Arrange the lines below as a Markdown table with two columns, "No." for the row number and "Line" for the line itself, leaving out any blank lines.

= = = = =

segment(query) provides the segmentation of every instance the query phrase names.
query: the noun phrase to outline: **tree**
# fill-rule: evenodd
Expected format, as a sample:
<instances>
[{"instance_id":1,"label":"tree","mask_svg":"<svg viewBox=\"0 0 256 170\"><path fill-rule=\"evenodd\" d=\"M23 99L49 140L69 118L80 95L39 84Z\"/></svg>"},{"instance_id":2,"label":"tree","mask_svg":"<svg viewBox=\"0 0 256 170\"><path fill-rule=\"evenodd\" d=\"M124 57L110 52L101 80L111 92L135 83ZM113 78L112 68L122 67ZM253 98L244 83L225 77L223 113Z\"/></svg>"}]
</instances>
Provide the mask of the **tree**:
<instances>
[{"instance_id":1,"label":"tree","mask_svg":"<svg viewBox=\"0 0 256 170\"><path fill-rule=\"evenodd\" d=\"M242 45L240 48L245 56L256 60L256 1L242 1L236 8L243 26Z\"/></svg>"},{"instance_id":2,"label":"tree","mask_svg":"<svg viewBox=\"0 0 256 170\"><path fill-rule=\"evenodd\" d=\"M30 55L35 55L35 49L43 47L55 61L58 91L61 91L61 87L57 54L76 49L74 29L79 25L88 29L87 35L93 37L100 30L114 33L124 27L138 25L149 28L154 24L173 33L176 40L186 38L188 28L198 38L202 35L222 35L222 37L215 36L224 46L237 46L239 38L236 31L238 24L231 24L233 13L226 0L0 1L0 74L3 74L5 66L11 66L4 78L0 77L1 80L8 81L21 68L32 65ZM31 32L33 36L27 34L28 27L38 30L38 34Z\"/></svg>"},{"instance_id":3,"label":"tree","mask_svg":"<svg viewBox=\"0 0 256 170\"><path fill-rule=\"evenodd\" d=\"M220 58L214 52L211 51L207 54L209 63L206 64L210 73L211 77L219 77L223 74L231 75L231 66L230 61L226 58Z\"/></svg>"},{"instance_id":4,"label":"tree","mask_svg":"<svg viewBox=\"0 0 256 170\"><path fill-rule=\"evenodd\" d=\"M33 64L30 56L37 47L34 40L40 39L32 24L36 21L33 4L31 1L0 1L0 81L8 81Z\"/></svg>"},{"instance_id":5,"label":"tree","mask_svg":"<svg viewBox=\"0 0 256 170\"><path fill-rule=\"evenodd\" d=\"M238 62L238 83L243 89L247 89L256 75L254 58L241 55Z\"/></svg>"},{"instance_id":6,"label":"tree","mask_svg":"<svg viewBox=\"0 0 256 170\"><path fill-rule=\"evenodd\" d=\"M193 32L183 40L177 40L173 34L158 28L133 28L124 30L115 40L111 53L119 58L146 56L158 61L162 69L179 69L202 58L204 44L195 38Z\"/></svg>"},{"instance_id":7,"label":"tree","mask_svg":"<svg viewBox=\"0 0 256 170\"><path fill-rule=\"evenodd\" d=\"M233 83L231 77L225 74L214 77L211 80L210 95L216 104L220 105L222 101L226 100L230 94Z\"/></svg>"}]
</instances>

= = = = =

__REPLY__
| No. | Line |
|---|---|
| 1 | segment(query) provides the segmentation of every instance the query phrase names. |
| 2 | query: the noun phrase to outline: **tree** |
| 3 | # fill-rule: evenodd |
| 4 | Expected format, as a sample: |
| 5 | <instances> |
| 6 | [{"instance_id":1,"label":"tree","mask_svg":"<svg viewBox=\"0 0 256 170\"><path fill-rule=\"evenodd\" d=\"M23 99L49 140L69 118L80 95L39 84Z\"/></svg>"},{"instance_id":2,"label":"tree","mask_svg":"<svg viewBox=\"0 0 256 170\"><path fill-rule=\"evenodd\" d=\"M124 57L110 52L101 80L111 92L135 83ZM113 78L112 68L122 67ZM253 98L244 83L225 77L223 113Z\"/></svg>"}] |
| 7 | </instances> |
| 8 | Provide the mask of the **tree**: |
| 9 | <instances> |
| 10 | [{"instance_id":1,"label":"tree","mask_svg":"<svg viewBox=\"0 0 256 170\"><path fill-rule=\"evenodd\" d=\"M242 45L240 48L245 56L256 60L256 1L242 1L236 8L243 26Z\"/></svg>"},{"instance_id":2,"label":"tree","mask_svg":"<svg viewBox=\"0 0 256 170\"><path fill-rule=\"evenodd\" d=\"M30 55L35 55L35 49L43 47L55 61L58 91L61 91L61 87L57 54L76 49L74 29L79 25L88 29L87 35L93 37L100 30L114 33L124 27L138 25L149 28L154 24L173 33L176 40L186 38L188 28L198 38L202 35L222 35L222 37L215 36L224 46L237 46L239 38L236 31L238 24L231 24L233 13L226 0L0 1L0 74L3 74L5 66L11 66L4 78L0 77L1 80L8 81L21 68L32 65ZM31 32L33 36L27 34L28 27L38 30L38 34Z\"/></svg>"},{"instance_id":3,"label":"tree","mask_svg":"<svg viewBox=\"0 0 256 170\"><path fill-rule=\"evenodd\" d=\"M220 58L214 52L211 51L207 54L209 63L206 64L210 73L211 77L219 77L223 74L231 75L231 66L230 61L226 58Z\"/></svg>"},{"instance_id":4,"label":"tree","mask_svg":"<svg viewBox=\"0 0 256 170\"><path fill-rule=\"evenodd\" d=\"M33 64L30 56L37 47L34 40L40 39L32 24L36 21L33 4L31 1L0 1L0 81L8 81Z\"/></svg>"},{"instance_id":5,"label":"tree","mask_svg":"<svg viewBox=\"0 0 256 170\"><path fill-rule=\"evenodd\" d=\"M238 62L238 83L243 89L247 89L256 75L254 58L241 55Z\"/></svg>"},{"instance_id":6,"label":"tree","mask_svg":"<svg viewBox=\"0 0 256 170\"><path fill-rule=\"evenodd\" d=\"M193 32L183 40L177 40L173 34L158 28L133 28L124 30L115 40L111 53L119 58L146 56L158 61L162 69L179 69L202 58L204 44L195 38Z\"/></svg>"},{"instance_id":7,"label":"tree","mask_svg":"<svg viewBox=\"0 0 256 170\"><path fill-rule=\"evenodd\" d=\"M233 83L231 77L225 74L214 77L211 80L210 95L216 104L220 105L222 101L226 100L230 94Z\"/></svg>"}] |
| 11 | </instances> |